## ENTRIES SUPPLIED:
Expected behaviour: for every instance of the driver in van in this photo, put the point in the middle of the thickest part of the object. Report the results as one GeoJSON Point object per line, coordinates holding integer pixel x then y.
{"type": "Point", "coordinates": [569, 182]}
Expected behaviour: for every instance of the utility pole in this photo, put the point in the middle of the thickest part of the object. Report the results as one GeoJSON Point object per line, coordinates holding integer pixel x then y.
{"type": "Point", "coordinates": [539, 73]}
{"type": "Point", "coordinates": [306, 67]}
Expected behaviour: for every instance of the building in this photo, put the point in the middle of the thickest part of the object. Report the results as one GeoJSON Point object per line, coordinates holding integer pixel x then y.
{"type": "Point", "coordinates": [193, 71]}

## WORK REQUIRED:
Reproduce each of the records above word for word, keeping every line unchanged.

## FULL ANSWER:
Expected behaviour: for every instance of the driver in van in this photo, put the point in the middle of the thickest part of the object. Report the results as one GeoJSON Point object per line, coordinates holding integer pixel x then y.
{"type": "Point", "coordinates": [569, 182]}
Expected behaviour: for every instance of the utility pole in this photo, put the point in the middle of the thickest part of the object. Report the results as one GeoJSON Point object per line, coordinates holding integer pixel x then y.
{"type": "Point", "coordinates": [539, 73]}
{"type": "Point", "coordinates": [306, 67]}
Expected behaviour: for every instance of the building in this photo, put the point in the middle of the thickest part of the object. Report the results as one GeoJSON Point object per line, coordinates holding integer pixel x then y.
{"type": "Point", "coordinates": [193, 71]}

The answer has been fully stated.